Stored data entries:
# # # #

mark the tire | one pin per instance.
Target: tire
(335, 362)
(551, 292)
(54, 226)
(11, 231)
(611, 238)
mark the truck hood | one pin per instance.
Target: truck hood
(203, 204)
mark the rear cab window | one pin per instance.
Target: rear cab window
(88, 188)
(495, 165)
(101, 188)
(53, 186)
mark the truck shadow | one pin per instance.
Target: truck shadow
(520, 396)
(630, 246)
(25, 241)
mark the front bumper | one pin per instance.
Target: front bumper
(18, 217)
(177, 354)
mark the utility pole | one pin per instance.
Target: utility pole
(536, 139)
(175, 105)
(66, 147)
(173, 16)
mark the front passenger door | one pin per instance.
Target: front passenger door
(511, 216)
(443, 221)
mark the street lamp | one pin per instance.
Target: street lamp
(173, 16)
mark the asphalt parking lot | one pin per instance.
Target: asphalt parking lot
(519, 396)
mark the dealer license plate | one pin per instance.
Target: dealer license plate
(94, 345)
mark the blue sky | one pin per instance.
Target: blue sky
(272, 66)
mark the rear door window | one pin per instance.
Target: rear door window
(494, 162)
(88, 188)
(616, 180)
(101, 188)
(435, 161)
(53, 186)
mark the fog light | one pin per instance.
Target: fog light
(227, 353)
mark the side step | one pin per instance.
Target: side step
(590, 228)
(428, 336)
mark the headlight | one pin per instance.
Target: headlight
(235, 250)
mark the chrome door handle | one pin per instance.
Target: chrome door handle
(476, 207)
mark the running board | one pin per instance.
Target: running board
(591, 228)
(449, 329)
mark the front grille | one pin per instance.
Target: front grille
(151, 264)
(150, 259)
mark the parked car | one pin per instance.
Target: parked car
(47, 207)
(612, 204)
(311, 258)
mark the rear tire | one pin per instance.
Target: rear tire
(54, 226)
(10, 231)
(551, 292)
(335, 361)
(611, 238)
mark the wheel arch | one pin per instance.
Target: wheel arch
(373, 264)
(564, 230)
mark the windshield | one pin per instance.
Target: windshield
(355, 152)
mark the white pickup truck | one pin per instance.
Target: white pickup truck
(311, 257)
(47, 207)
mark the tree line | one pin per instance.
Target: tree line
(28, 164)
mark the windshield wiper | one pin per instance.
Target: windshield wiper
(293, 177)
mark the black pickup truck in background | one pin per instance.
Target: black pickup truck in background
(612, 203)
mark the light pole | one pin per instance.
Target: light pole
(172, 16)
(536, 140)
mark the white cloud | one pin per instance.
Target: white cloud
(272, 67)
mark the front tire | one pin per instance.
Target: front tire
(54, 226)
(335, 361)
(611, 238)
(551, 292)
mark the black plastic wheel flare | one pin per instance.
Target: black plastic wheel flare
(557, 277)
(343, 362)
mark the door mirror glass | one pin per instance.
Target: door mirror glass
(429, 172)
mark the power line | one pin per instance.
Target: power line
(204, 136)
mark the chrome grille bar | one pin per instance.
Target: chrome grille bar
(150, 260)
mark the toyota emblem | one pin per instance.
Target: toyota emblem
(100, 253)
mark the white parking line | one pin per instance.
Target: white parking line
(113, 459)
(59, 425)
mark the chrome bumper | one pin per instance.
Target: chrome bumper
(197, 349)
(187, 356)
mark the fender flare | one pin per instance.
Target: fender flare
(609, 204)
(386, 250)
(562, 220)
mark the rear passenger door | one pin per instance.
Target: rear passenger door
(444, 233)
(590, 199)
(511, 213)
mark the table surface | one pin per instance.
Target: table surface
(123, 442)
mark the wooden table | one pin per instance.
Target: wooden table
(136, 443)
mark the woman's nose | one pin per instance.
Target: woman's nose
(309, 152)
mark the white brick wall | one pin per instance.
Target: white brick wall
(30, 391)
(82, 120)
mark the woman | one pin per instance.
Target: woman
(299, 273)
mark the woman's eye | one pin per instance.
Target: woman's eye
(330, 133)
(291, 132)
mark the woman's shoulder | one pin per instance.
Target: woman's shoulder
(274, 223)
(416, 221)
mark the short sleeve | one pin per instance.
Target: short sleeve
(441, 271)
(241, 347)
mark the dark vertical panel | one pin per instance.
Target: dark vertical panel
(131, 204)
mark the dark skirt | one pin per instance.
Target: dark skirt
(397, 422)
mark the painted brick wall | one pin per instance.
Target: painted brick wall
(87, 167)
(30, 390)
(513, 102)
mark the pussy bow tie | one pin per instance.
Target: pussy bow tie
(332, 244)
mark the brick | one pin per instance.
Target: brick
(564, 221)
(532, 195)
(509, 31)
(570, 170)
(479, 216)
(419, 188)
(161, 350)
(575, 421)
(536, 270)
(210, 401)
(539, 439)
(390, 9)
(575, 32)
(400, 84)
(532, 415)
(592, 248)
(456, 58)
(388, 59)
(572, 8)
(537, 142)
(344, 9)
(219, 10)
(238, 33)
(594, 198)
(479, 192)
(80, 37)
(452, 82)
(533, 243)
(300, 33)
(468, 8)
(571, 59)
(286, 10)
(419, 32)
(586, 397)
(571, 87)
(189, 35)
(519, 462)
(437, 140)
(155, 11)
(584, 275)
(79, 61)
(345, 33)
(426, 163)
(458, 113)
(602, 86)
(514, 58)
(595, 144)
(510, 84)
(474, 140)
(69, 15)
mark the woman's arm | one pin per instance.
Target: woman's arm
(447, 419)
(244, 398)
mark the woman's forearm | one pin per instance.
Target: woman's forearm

# # # #

Write the records out once more, exactly as shown.

OUTPUT OF THE EXERCISE:
mark the tire | one pin per instance.
Target: tire
(335, 362)
(551, 292)
(54, 226)
(11, 231)
(611, 238)
mark the truck hood | one pin per instance.
Target: truck hood
(203, 204)
mark the rear cab window | one pin per instance.
Target: rear cab window
(88, 188)
(495, 165)
(101, 188)
(53, 186)
mark the truck shadow | one pin per instance.
Target: truck shadow
(520, 396)
(630, 246)
(25, 241)
mark the front bumper | one pin per instance.
Target: front bumper
(18, 217)
(177, 354)
mark the utility pole | one pin per instance.
Target: utility pole
(536, 139)
(175, 105)
(66, 147)
(173, 16)
mark the front passenger door | one pin per instance.
Target: front passenger door
(511, 216)
(443, 221)
mark the street lamp | one pin per instance.
Target: street lamp
(173, 16)
mark the asphalt parking lot | one pin per instance.
Target: asphalt parking lot
(519, 396)
mark the dealer license plate | one pin per instance.
Target: dealer license plate
(94, 345)
mark the blue sky | one pin per instance.
Target: blue sky
(272, 66)
mark the rear door window | one pin per instance.
Target: rear door window
(494, 162)
(88, 188)
(616, 180)
(101, 188)
(435, 161)
(53, 186)
mark the fog light | one pin per instance.
Target: fog light
(227, 353)
mark the side step | one pin per instance.
Target: side step
(590, 228)
(428, 336)
mark the headlight | one pin per instance.
Target: headlight
(235, 250)
mark the chrome door handle | one pin per instance.
Target: chrome door handle
(476, 207)
mark the running board | one pin per instance.
Target: running board
(591, 228)
(449, 329)
mark the front grille | one pin per instance.
Target: front grille
(151, 264)
(150, 259)
mark the parked car | one pin per instance.
Target: parked car
(47, 207)
(612, 204)
(311, 258)
mark the rear tire | one pin per instance.
Target: rear tire
(54, 226)
(10, 231)
(551, 292)
(335, 361)
(611, 238)
mark the wheel arch | one pin per instance.
Target: wheel arch
(373, 264)
(564, 230)
mark the windshield | one pin per instance.
Target: windshield
(355, 152)
mark the white pickup truck | one pin per instance.
Target: white pickup truck
(311, 257)
(47, 207)
mark the tree line | one pin per instance.
Target: tree line
(28, 164)
mark the windshield wiper | one pin per instance.
Target: windshield wiper
(293, 177)
mark the black pickup truck in background | one pin per instance.
Target: black pickup truck in background
(612, 203)
mark the light pole | one pin per instance.
Target: light pole
(172, 16)
(536, 140)
mark the white cloud | one pin per instance.
Target: white cloud
(272, 67)
mark the front tire | one pin per instance.
Target: front tire
(54, 226)
(335, 361)
(611, 238)
(551, 292)
mark the black plastic wheel flare | one pin per instance.
Target: black plastic wheel flare
(557, 277)
(343, 362)
mark the door mirror glass | one pin per instance.
Target: door mirror glass
(429, 172)
mark the power line | one pin per instance.
Target: power line
(204, 136)
mark the chrome grille bar | one pin per instance.
Target: chrome grille bar
(150, 260)
mark the toyota emblem | one pin per instance.
Target: toyota emblem
(100, 253)
mark the white parking line | one pin per instance.
Target: white parking line
(113, 459)
(59, 425)
mark the chrome bumper | one pin per instance.
Target: chrome bumper
(197, 349)
(187, 356)
mark the fender flare | one pin per instance.
Target: fender flare
(609, 204)
(386, 250)
(562, 220)
mark the rear passenger door | one pin per instance.
Target: rear passenger door
(444, 233)
(590, 199)
(511, 213)
mark the table surface | one pin per instance.
Target: table surface
(123, 442)
mark the wooden table | one pin per instance.
Target: wooden table
(136, 443)
mark the woman's nose | one pin per instance.
Target: woman's nose
(309, 152)
mark the white brick wall | one pin per instance.
Target: white brick wall
(30, 391)
(82, 120)
mark the woman | one pin per instance.
Target: woman
(299, 273)
mark the woman's eye | one pin per instance.
Target: woman's eye
(330, 133)
(291, 132)
mark the woman's shoulder | one pin per instance.
Target: woman's shoulder
(274, 223)
(416, 221)
mark the short sleeve | one pin per instance.
Target: short sleeve
(441, 271)
(241, 347)
mark the dark vertical panel | one pin per instance.
Target: dark vertical panel
(131, 204)
mark the dark skirt | one pin per instance.
Target: dark skirt
(397, 422)
mark the painted brick wall | one pin per instance.
Target: painted brick wall
(87, 167)
(30, 390)
(513, 102)
mark the pussy bow tie | one pin per instance.
Target: pussy bow tie
(332, 244)
mark the brick | one pin per instance.
Target: brick
(564, 221)
(532, 195)
(509, 31)
(570, 170)
(479, 216)
(419, 188)
(161, 350)
(575, 421)
(536, 270)
(210, 401)
(539, 439)
(390, 9)
(575, 32)
(400, 84)
(532, 415)
(592, 248)
(456, 58)
(388, 59)
(572, 8)
(537, 142)
(344, 9)
(219, 10)
(238, 33)
(594, 198)
(479, 192)
(80, 37)
(452, 82)
(533, 243)
(300, 33)
(468, 8)
(571, 59)
(286, 10)
(419, 32)
(586, 397)
(571, 87)
(189, 35)
(519, 462)
(437, 140)
(155, 11)
(584, 275)
(79, 61)
(345, 33)
(426, 163)
(458, 113)
(602, 86)
(514, 58)
(595, 144)
(510, 84)
(474, 140)
(69, 15)
mark the woman's arm | one pin per instance.
Target: woman's arm
(447, 419)
(244, 398)
mark the woman's forearm | one pin per instance.
Target: woman's forearm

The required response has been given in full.